◆ BRANO ◆
★ ★ ★ ★ ★

Dal FATTO alla NOTIZIA: il percorso nel tempo.

Oggi parlando con un giornalista mi è venuto di pensare quanto uguale e quanto differente è il percorso tra l’avvenimento di un fatto e la diffusione del fatto. 

Da quando è iniziata la storia umana, qualche millennio fa, sino a circa 100 anni fa, cioè all’inizio del ventesimo secolo, la trasmissione era praticamente orale o, in casi fortunati, era opera di uno scrittore che casualmente “era sul posto” e decideva di tramandare la sua esperienza. 

L’elettricità, il telefono ed il telegrafo sono stati gli artefici del primo grande mutamento.
INTERNET e la rete, circa 80 anni dopo, hanno prodotto un ulteriore grande cambiamento.
Proviamo ad esaminare un po più in dettaglio l’iter della notizia e cosa è cambiato. A me sembra che questo iter possa essere esaminato indipendentemente dal fatto che si parli di notizie di eventi “normali” o di eventi speciali, intendendo con l’aggettivo “normale” un fatto che interessa il pubblico, ma non in modo particolarmente importante.
Una notizia nasce, giornalisticamente parlando, quando si verifica un avvenimento che ha aspetti non consueti: la ben nota storia “dell’uomo che morde il cane”. Il giornalista che apprende il fatto, lo descrive, lo invia al giornale, il giornale lo pubblica, il lettore lo legge. Analizziamo ora i vari passaggi per scoprire le differenze tra quello che succedeva cira 40-50 anni fa ed oggi. 

Esistevano, come esistono ora, giornalisti che potremo dire “presenti al fatto” che, come lo storico Montanelli e la sua Lettera22 o gli attuali inviati presenti sul teatro d’azione, scrivono la notizia e la trasmettono. Tra questi due modi di lavorare, legati ovviamente alla pura tecnologia, esistono solo differenti velocità di trasmissione. Montanelli scriveva il pezzo, lo dettava al telefono ad uno stenografo che poi lo passava per la pubblicazione. Il moderno giornalista è più fortunato: scrive il pezzo sul suo PC, si collega via rete e l’articolo è pronto per l’impaginazione.

★ ★ ★ ★ ★

◆ DATI GREZZI ◆
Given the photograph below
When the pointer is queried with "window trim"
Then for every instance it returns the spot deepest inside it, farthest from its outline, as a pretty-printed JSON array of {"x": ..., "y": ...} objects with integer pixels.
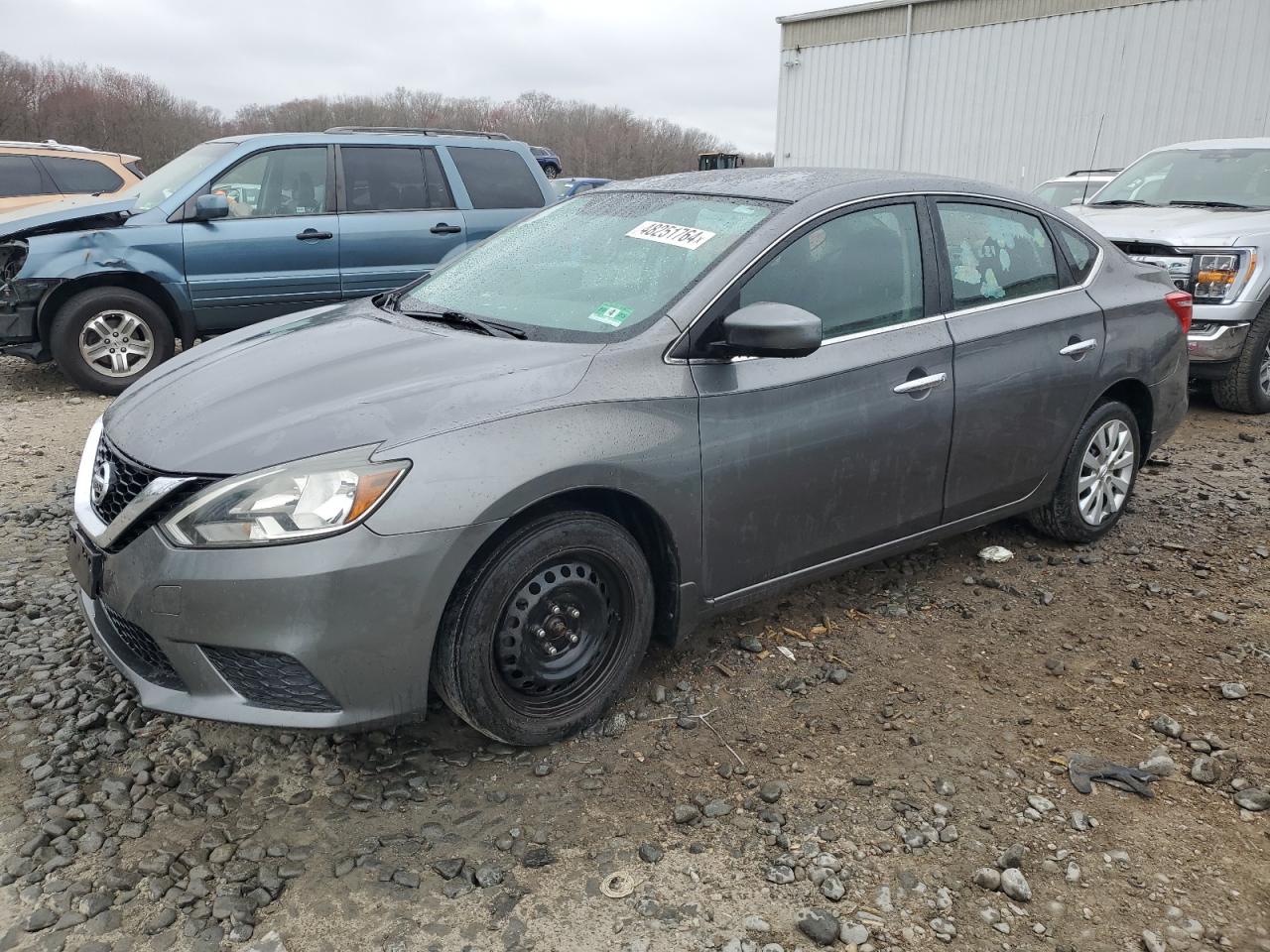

★ ★ ★ ★ ★

◆ OBIETTIVI ◆
a) Ricopia dal brano sul percorso dal fatto alla notizia tutto ciò che va da "INTERNET e la" fino a "modo particolarmente importante.".
b) Scrivi il seguito del brano sul percorso dal fatto alla notizia, riprendendo dopo l'ultima frase riportata.
L'elenco è materiale a sé, distinto dal brano.

◆ RISPOSTE ◆
a)
INTERNET e la rete, circa 80 anni dopo, hanno prodotto un ulteriore grande cambiamento.
Proviamo ad esaminare un po più in dettaglio l’iter della notizia e cosa è cambiato. A me sembra che questo iter possa essere esaminato indipendentemente dal fatto che si parli di notizie di eventi “normali” o di eventi speciali, intendendo con l’aggettivo “normale” un fatto che interessa il pubblico, ma non in modo particolarmente importante.

b)
Seconda tipologia di giornalista, che mi piace di definire stanziale, è quello che riceveva le notizie d’agenzia trasmesse dalla telescrivente, le rimasticava e le passava per la pubblicazione. Ora lo stesso giornalista stanziale riceve le notizie d’agenzia sul proprio PC, opera il minimo di personalizzazione possibile e compone direttamente il pezzo per la stampa.
L’importante differenza, non tra ieri ed oggi, ma tra giornalismo vero e trasmissione di notizie è data dalla qualità dell’interprete della notizia e non dalla velocità e semplicità di trasmissione.
Un pezzo scialbo e sciatto, anche se composto sotto le pallottole che fischiano o mentre è in corso un cataclisma, sarà sempre freddo ed incapace di comunicare emozioni.
Un pezzo che fa rivivere le emozioni del momento, anche se riguarda semplicemente la caduta di un ciclista, riesce a far vedere l’accaduto.
Come conclusione di questa nota mi sembra di poter dire che la qualità di un pezzo giornalistico non è data dai supporti tecnici che ne hanno permesso la produzione, ma dalla capacità umana di comporre l’informazione.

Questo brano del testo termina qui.